- [Task brief]
Would you reproduce each of the records below precisely, with the pictures left out?

*** Working data Section Begins ***

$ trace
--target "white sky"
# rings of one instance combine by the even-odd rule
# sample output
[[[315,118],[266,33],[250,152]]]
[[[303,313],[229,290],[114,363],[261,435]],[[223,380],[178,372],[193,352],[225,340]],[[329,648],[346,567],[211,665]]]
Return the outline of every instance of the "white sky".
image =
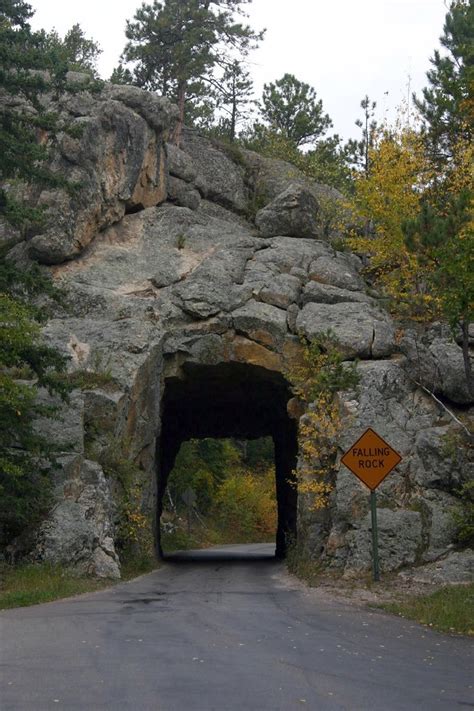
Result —
[[[29,0],[36,29],[61,34],[78,22],[103,49],[107,79],[125,45],[125,21],[140,0]],[[360,100],[377,101],[377,118],[392,117],[411,88],[426,84],[429,57],[439,46],[445,0],[253,0],[254,29],[267,28],[252,57],[256,94],[285,72],[314,86],[334,131],[356,136]],[[388,92],[386,94],[385,92]]]

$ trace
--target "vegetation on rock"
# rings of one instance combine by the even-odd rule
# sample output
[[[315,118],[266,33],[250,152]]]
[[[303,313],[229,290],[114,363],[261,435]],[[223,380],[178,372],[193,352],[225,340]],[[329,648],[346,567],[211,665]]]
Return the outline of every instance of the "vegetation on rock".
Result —
[[[45,311],[38,295],[57,297],[39,269],[22,270],[6,259],[8,247],[41,221],[41,210],[22,199],[21,186],[57,186],[64,179],[45,164],[49,135],[57,117],[42,97],[60,91],[68,69],[58,46],[29,25],[30,6],[22,0],[0,5],[0,221],[5,238],[0,254],[0,542],[6,545],[33,529],[50,504],[54,447],[35,430],[35,419],[52,415],[39,401],[41,388],[65,397],[69,388],[58,373],[66,361],[41,338]],[[44,74],[47,72],[47,74]]]
[[[216,69],[224,68],[225,75],[234,60],[245,57],[263,37],[262,32],[235,19],[249,1],[154,0],[151,5],[143,3],[134,20],[127,22],[123,63],[112,81],[132,80],[176,101],[176,145],[181,141],[186,105],[191,104],[194,113],[196,104],[201,115],[209,113],[207,104],[221,77],[218,74],[219,79],[214,79]],[[128,63],[132,63],[131,70]],[[223,81],[228,81],[225,76]]]
[[[298,495],[309,499],[309,510],[328,505],[334,488],[341,416],[336,395],[358,383],[356,363],[344,363],[333,335],[302,340],[299,363],[287,372],[305,414],[299,427],[299,464],[295,474]]]
[[[293,74],[264,85],[260,111],[270,130],[296,147],[314,143],[332,126],[316,91]]]

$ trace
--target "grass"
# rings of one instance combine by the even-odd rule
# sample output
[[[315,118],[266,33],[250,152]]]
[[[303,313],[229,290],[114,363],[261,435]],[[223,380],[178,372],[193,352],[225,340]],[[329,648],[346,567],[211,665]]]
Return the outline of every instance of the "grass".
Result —
[[[158,567],[155,559],[139,556],[122,563],[122,581],[149,573]],[[60,566],[31,563],[0,566],[0,610],[29,607],[73,595],[104,590],[117,580],[77,576]]]
[[[80,593],[102,590],[110,580],[73,576],[59,566],[42,564],[2,565],[0,609],[28,607]]]
[[[159,568],[160,564],[154,556],[142,553],[139,555],[125,555],[121,559],[120,572],[122,580],[132,580],[139,575],[151,573]]]
[[[440,632],[474,635],[474,584],[453,585],[403,603],[381,605],[387,612],[408,617]]]
[[[290,573],[310,587],[318,584],[321,574],[320,563],[312,560],[308,553],[297,544],[290,544],[286,553],[286,566]]]
[[[116,383],[109,371],[93,372],[89,370],[76,370],[73,373],[68,373],[66,381],[71,387],[79,390],[95,390],[101,388],[104,390],[115,390]]]

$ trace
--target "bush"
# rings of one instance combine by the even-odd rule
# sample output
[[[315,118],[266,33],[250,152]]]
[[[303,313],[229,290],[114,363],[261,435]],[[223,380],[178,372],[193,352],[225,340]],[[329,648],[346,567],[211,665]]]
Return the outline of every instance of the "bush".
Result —
[[[216,525],[232,542],[265,541],[277,526],[275,474],[231,474],[219,487],[212,510]]]
[[[457,528],[456,538],[459,543],[472,545],[474,543],[474,481],[464,484],[459,493],[462,502],[453,512]]]

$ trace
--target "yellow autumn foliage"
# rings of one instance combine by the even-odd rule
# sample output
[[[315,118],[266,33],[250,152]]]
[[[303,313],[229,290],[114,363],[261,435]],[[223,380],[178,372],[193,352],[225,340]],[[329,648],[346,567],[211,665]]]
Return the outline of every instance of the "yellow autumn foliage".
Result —
[[[433,179],[420,134],[409,127],[382,130],[369,152],[370,172],[355,176],[352,209],[366,226],[349,246],[370,256],[370,272],[394,310],[412,316],[436,308],[426,288],[427,266],[404,240],[402,226],[420,210],[423,190]]]
[[[300,420],[299,462],[293,477],[298,495],[308,498],[309,510],[328,505],[334,489],[337,441],[341,416],[337,392],[357,383],[355,364],[342,361],[337,342],[331,334],[321,334],[311,343],[303,340],[299,363],[287,372],[293,392],[304,403],[306,413]]]

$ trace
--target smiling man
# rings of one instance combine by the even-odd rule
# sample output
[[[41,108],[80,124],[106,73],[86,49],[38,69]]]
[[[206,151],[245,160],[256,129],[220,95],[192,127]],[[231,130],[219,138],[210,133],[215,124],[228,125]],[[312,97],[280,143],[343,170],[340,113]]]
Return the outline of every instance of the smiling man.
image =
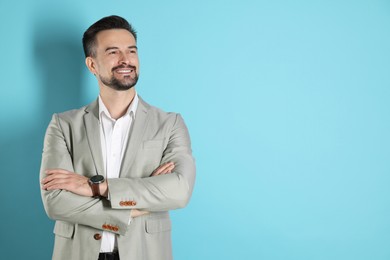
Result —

*** Working data Section Ends ***

- [Solution to this problem]
$ trace
--target "white sky"
# rings of one instance combine by the even-odd rule
# sample output
[[[315,118],[266,33],[250,152]]]
[[[303,313],[229,290],[114,363],[261,435]],[[223,380],[178,372],[193,352],[225,340]],[[329,648],[346,567],[211,665]]]
Return the outline of every instance of the "white sky".
image =
Result —
[[[29,0],[36,29],[61,34],[78,22],[103,49],[107,79],[125,45],[125,21],[140,0]],[[360,100],[377,101],[377,118],[392,117],[411,88],[426,84],[429,57],[439,46],[445,0],[253,0],[254,29],[267,28],[252,57],[256,94],[285,72],[314,86],[334,131],[356,136]],[[388,92],[386,94],[385,92]]]

$ trace
--target "vegetation on rock"
# rings of one instance combine by the even-odd rule
# sample output
[[[315,118],[266,33],[250,152]]]
[[[303,313],[229,290],[114,363],[261,435]],[[223,380],[178,372],[193,352],[225,340]],[[329,648],[346,567],[211,665]]]
Return the outline of every instance of the "vegetation on rock".
Result —
[[[45,311],[38,295],[57,297],[39,269],[22,270],[6,259],[8,247],[41,221],[41,210],[22,199],[21,186],[57,186],[64,179],[45,164],[49,135],[57,117],[42,97],[60,91],[68,69],[58,46],[29,25],[30,6],[22,0],[0,5],[0,221],[5,238],[0,254],[0,542],[6,545],[33,529],[50,504],[54,447],[35,430],[35,419],[52,415],[39,401],[41,388],[65,397],[69,388],[58,373],[66,361],[41,338]],[[44,74],[47,72],[47,74]]]
[[[216,69],[224,68],[225,75],[234,60],[245,57],[263,37],[262,32],[235,19],[249,1],[154,0],[151,5],[143,3],[134,20],[127,22],[123,63],[112,81],[132,80],[176,101],[176,145],[181,141],[186,105],[191,104],[194,113],[196,104],[201,115],[209,113],[207,104],[221,77],[218,74],[219,79],[214,79]],[[128,63],[132,63],[131,70]],[[223,81],[228,81],[225,76]]]
[[[298,495],[309,499],[309,510],[328,505],[334,488],[341,416],[336,395],[358,383],[356,363],[344,363],[333,335],[302,340],[299,363],[287,372],[305,414],[299,427],[299,464],[295,474]]]
[[[293,74],[264,85],[260,111],[270,130],[296,147],[314,143],[332,126],[316,91]]]

$ trace
--target "grass"
# rings of one instance combine by the even-odd rule
# sample output
[[[315,118],[266,33],[250,152]]]
[[[303,313],[229,290],[114,363],[261,435]],[[223,380],[178,372],[193,352],[225,340]],[[329,648],[346,567],[211,665]]]
Return the outline of every instance of the "grass".
Result —
[[[158,567],[155,559],[139,556],[122,563],[122,581],[149,573]],[[60,566],[31,563],[0,566],[0,610],[29,607],[73,595],[104,590],[117,580],[77,576]]]
[[[80,593],[102,590],[110,580],[73,576],[59,566],[42,564],[2,565],[0,609],[28,607]]]
[[[159,568],[160,564],[154,556],[142,553],[139,555],[125,555],[121,559],[120,572],[122,580],[132,580],[139,575],[151,573]]]
[[[440,632],[474,635],[474,584],[453,585],[403,603],[381,605],[387,612],[408,617]]]
[[[290,573],[310,587],[318,584],[321,574],[320,563],[312,560],[308,553],[297,544],[290,544],[286,553],[286,566]]]
[[[116,383],[109,371],[93,372],[89,370],[76,370],[73,373],[68,373],[66,381],[71,387],[79,390],[95,390],[101,388],[104,390],[115,390]]]

$ trace
--target "bush"
# rings of one instance combine by the even-odd rule
# sample output
[[[315,118],[266,33],[250,152]]]
[[[303,313],[229,290],[114,363],[261,435]],[[223,380],[178,372],[193,352],[225,340]],[[329,648],[346,567],[211,665]]]
Return the outline of every instance of the "bush".
Result —
[[[216,525],[232,542],[265,541],[277,526],[275,474],[231,474],[219,487],[212,510]]]
[[[457,528],[456,538],[459,543],[472,545],[474,543],[474,481],[464,484],[459,493],[462,502],[453,512]]]

$ trace
--target "yellow autumn foliage"
# rings of one instance combine by the even-odd rule
# sample output
[[[315,118],[266,33],[250,152]]]
[[[303,313],[229,290],[114,363],[261,435]],[[223,380],[178,372],[193,352],[225,340]],[[329,648],[346,567],[211,665]]]
Return the outline of every instance of the "yellow autumn foliage".
Result —
[[[433,179],[420,134],[409,127],[382,130],[369,152],[370,172],[355,176],[352,209],[366,226],[349,246],[370,256],[370,272],[394,310],[412,316],[436,308],[426,288],[427,266],[404,240],[402,226],[420,210],[423,190]]]
[[[300,420],[299,462],[293,477],[298,495],[308,498],[309,510],[328,505],[334,489],[337,441],[341,416],[337,392],[357,383],[355,364],[342,361],[337,342],[331,334],[321,334],[311,343],[303,340],[299,363],[287,372],[293,392],[304,403],[306,413]]]

$ trace
--target smiling man
# rings of one instance combine by the even-odd rule
# sample output
[[[41,108],[80,124],[106,73],[86,49],[38,69]]]
[[[206,151],[245,160],[256,129],[220,95],[192,127]],[[231,130],[219,138],[210,133],[215,124],[228,125]],[[312,97],[280,143],[343,170],[340,113]]]
Return the outline of every instance of the smiling man.
image =
Result —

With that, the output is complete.